_BLOC DE TEXTE_
Voici donc trois corps qui concourent à la loi, le pouvoir exécutif, l’assemblée populaire et le sénat. Comment s’établiront leurs rapports ? Par l’intervention ministérielle. Les ministres ne sont les mandataires ni du chef de l’état ni des chambres, ils sont l’organe des communications qui s’échangent entre eux. S’ils étaient l’organe du pouvoir exécutif et s’ils dépendaient de lui, ils l’engageraient dans toutes leurs démarches et le compromettraient par leur langage ; s’ils étaient les instrumens du pouvoir délibérant, ils pénétreraient avec ce caractère dans la sphère administrative, et lui enlèveraient sa liberté d’action. Leur rôle est mixte et complexe : ils sont de véritables intermédiaires n’appartenant ni au chef de l’état ni aux chambres, et procédant de ces deux pouvoirs à la fois dans une certaine mesure et par des modes différens.

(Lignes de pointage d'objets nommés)
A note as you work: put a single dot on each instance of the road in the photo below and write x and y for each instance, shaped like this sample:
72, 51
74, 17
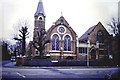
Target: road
57, 72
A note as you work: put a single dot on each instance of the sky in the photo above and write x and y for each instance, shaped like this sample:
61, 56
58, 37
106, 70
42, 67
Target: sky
80, 14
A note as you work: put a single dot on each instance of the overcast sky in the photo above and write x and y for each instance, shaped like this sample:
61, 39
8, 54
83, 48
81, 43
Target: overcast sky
80, 14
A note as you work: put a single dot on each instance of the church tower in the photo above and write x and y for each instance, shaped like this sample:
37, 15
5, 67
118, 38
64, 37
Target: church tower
39, 22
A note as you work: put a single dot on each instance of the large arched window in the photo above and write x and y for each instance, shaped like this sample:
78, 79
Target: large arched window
100, 37
55, 42
67, 43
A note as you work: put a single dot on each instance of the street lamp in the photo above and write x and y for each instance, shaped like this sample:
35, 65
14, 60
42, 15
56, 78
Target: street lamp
61, 53
88, 45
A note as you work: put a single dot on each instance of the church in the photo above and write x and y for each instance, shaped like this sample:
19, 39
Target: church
64, 44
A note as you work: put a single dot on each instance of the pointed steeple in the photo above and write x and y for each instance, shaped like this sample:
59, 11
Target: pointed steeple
40, 9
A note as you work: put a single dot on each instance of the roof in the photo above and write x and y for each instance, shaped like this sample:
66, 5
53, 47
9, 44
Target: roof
40, 9
85, 35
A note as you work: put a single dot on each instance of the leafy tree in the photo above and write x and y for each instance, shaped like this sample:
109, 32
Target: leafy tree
40, 42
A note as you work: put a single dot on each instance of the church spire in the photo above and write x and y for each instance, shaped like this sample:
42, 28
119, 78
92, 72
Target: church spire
40, 9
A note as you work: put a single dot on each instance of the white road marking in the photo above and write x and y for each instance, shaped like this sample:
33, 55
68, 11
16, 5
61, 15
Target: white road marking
20, 75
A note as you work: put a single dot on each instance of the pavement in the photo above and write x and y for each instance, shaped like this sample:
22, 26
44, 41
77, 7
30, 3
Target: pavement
9, 70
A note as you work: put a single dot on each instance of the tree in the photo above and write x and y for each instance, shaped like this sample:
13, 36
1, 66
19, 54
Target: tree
40, 42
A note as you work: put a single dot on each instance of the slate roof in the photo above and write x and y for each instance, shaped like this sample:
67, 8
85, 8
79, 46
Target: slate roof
40, 9
85, 35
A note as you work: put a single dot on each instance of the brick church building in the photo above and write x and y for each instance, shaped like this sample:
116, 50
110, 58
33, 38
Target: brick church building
93, 44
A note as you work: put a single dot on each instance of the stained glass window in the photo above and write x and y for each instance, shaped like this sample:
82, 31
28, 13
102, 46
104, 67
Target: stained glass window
67, 43
55, 42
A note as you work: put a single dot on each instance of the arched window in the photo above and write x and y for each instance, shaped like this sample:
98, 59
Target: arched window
67, 43
100, 37
55, 42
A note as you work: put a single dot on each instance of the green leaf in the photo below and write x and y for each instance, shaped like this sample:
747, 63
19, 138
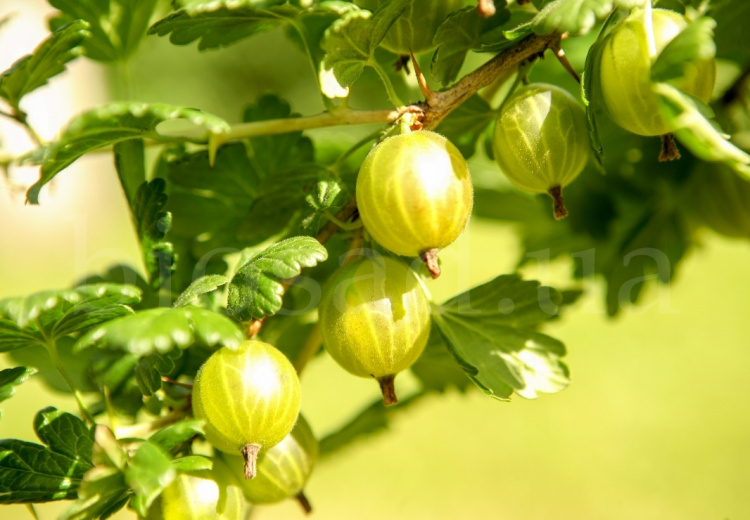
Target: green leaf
371, 420
48, 60
152, 225
32, 472
12, 377
461, 32
148, 473
164, 329
223, 22
466, 124
174, 435
256, 289
350, 42
203, 285
117, 26
192, 463
696, 132
576, 16
436, 368
50, 315
102, 492
693, 44
491, 332
130, 166
118, 122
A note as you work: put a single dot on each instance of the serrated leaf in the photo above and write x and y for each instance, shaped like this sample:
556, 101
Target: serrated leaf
256, 289
222, 22
152, 225
50, 315
32, 472
118, 122
371, 420
11, 378
164, 329
436, 368
117, 26
350, 42
101, 493
576, 16
693, 44
175, 434
202, 285
466, 124
148, 472
48, 60
695, 131
461, 32
491, 332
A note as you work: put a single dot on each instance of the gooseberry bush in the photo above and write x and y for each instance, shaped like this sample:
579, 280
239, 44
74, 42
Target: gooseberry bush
265, 245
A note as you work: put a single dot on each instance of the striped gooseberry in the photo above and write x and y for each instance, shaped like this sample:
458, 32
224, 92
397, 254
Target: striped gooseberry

_CONSIGNES_
1. Indiquez si chacune des affirmations suivantes concorde avec le passage sur le rôle des ministres, en répondant par oui ou non et en citant exactement les mots du passage qui tranchent. (a) Les ministres sont les mandataires du chef de l'État. (b) Trois corps concourent à la loi. (c) Les rapports entre ces corps s'établissent par l'intervention ministérielle.
2. Résumez sous forme de liste le paragraphe du passage sur le rôle des ministres qui commence par « Voici donc trois corps », en conservant ses faits principaux.
3. D’après le passage sur le rôle des ministres, par quels deux adjectifs ce rôle est-il qualifié ?
Ces lignes n'ont aucun lien avec le texte.

_CORRIGÉS_
1.
(a) Non : « Les ministres ne sont les mandataires ni du chef de l’état ni des chambres »
(b) Oui : « Voici donc trois corps qui concourent à la loi »
(c) Oui : « Par l’intervention ministérielle. »

2.
- Trois corps concourent à la loi : le pouvoir exécutif, l’assemblée populaire et le sénat.
- Leurs rapports s’établissent par l’intervention ministérielle.
- Les ministres ne sont les mandataires ni du chef de l’état ni des chambres ; ils sont l’organe des communications entre eux.
- S’ils dépendaient du pouvoir exécutif, ils l’engageraient dans toutes leurs démarches et le compromettraient par leur langage.
- S’ils étaient les instruments du pouvoir délibérant, ils enlèveraient à la sphère administrative sa liberté d’action.
- Leur rôle est mixte et complexe : ce sont des intermédiaires qui procèdent à la fois des deux pouvoirs, dans une certaine mesure et par des modes différents.

3. Mixte et complexe.